Take the line containing "Locate the hardwood" and all lines after it to the end of the records, and output them exactly.

**Material provided:**
::::::
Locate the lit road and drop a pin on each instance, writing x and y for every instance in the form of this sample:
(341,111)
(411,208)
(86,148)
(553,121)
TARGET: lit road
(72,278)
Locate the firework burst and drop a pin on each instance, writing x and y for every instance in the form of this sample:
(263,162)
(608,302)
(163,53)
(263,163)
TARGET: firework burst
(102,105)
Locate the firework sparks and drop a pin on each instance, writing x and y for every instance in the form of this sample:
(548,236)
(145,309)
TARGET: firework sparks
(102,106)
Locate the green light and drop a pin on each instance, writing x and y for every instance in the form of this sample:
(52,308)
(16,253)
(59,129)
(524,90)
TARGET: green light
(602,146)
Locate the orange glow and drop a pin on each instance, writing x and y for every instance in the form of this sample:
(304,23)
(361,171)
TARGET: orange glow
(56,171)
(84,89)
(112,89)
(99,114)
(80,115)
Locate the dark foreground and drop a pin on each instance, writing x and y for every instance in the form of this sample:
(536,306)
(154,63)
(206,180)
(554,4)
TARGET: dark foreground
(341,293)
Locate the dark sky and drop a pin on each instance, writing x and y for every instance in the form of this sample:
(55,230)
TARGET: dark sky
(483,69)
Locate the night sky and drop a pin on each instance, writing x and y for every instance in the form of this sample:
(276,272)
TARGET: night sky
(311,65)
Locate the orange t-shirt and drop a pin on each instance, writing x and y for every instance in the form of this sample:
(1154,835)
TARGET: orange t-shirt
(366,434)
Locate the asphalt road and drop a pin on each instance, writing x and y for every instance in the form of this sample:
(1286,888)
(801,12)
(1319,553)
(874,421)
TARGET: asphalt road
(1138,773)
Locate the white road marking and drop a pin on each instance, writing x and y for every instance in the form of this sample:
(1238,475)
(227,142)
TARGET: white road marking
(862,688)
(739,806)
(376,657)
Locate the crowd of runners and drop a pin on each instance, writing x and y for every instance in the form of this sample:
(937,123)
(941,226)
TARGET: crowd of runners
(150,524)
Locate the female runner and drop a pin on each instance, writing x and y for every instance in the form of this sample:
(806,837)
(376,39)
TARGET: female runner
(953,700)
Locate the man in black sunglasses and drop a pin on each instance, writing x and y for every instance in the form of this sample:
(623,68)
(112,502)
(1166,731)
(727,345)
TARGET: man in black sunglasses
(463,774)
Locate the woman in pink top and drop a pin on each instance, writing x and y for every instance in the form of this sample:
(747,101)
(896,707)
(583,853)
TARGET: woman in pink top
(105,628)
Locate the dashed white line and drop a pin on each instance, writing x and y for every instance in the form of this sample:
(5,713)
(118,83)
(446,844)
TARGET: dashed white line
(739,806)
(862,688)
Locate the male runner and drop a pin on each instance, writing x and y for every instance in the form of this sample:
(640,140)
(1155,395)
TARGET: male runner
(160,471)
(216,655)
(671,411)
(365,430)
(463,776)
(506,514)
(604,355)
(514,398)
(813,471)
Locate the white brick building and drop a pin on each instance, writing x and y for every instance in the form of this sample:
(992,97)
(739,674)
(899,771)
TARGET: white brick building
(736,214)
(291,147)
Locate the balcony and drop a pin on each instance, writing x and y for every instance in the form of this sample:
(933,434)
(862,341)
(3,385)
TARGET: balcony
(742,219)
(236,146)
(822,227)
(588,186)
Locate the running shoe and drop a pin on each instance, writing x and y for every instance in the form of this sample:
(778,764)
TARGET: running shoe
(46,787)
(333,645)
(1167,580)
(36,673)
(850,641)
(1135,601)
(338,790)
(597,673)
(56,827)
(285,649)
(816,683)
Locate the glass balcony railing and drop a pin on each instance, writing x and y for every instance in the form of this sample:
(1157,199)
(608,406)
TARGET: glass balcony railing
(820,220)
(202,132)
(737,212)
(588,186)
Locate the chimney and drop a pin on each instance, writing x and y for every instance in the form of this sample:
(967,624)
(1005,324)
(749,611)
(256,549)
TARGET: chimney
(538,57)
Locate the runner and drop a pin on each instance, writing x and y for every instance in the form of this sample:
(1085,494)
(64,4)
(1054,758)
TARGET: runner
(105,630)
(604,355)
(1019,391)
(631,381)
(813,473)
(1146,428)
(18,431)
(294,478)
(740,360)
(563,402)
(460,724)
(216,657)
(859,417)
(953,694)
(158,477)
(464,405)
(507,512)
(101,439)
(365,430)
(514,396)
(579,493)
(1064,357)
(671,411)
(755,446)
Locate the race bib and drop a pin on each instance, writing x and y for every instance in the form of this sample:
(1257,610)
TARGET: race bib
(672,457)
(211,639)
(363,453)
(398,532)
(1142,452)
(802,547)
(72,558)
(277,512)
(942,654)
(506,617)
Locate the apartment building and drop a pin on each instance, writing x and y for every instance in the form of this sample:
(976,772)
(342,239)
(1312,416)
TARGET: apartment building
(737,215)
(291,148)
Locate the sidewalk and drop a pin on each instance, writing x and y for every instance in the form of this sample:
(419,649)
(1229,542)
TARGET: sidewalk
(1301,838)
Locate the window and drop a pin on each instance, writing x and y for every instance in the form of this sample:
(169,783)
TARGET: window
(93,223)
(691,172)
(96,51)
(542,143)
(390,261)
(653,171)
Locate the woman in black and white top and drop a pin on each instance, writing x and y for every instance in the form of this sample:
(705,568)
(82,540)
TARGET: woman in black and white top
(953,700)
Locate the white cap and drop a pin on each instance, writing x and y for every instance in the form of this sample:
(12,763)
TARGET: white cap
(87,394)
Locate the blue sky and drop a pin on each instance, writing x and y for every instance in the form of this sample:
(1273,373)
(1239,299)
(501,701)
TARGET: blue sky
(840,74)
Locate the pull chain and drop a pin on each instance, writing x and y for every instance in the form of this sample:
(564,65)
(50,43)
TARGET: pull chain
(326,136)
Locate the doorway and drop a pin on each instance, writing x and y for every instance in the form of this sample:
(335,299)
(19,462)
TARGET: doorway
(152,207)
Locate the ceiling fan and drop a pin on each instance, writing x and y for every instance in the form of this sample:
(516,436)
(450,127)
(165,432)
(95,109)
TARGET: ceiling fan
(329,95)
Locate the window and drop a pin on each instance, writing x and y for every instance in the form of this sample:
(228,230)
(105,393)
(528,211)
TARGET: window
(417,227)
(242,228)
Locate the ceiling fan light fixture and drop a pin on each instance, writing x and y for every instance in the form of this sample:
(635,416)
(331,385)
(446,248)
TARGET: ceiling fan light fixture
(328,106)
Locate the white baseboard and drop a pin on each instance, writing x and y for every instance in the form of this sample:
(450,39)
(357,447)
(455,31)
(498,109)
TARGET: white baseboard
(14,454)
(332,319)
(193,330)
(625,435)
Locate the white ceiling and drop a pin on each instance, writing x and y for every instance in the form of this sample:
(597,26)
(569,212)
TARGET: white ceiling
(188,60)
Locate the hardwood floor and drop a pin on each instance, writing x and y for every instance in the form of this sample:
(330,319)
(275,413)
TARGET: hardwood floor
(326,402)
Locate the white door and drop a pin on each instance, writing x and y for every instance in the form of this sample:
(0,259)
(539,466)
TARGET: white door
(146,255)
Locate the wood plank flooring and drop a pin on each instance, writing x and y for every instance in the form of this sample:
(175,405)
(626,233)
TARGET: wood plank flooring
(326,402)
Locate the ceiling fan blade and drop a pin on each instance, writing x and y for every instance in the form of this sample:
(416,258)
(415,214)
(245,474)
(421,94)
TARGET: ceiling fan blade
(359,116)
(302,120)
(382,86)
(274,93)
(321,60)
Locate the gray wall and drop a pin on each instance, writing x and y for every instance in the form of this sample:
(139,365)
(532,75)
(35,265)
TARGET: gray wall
::::::
**Solution to this exercise:**
Locate the hardwood floor and drop a pin on each instance, writing x and y for every instance in the form of this sample:
(330,319)
(275,413)
TARGET: hardwood floor
(326,402)
Locate the white door and drop a pin on each instance, writing x and y for every instance in the form of this sample:
(0,259)
(539,466)
TARGET: white door
(146,255)
Locate the wood plank flooring and drop a pin on each instance, writing x and y for every instance in the form of this sample:
(175,405)
(626,233)
TARGET: wood plank flooring
(326,402)
Locate the ceiling fan blade and drop a pin on each instance, writing x and y for every instance in the form of this sample:
(416,258)
(415,214)
(245,474)
(421,94)
TARGET: ceiling fan blade
(359,116)
(302,120)
(382,86)
(274,93)
(321,60)
Locate the gray wall and drop a pin on each instance, writing x and y for every instance in the form of this sample:
(139,365)
(532,75)
(35,265)
TARGET: gray wall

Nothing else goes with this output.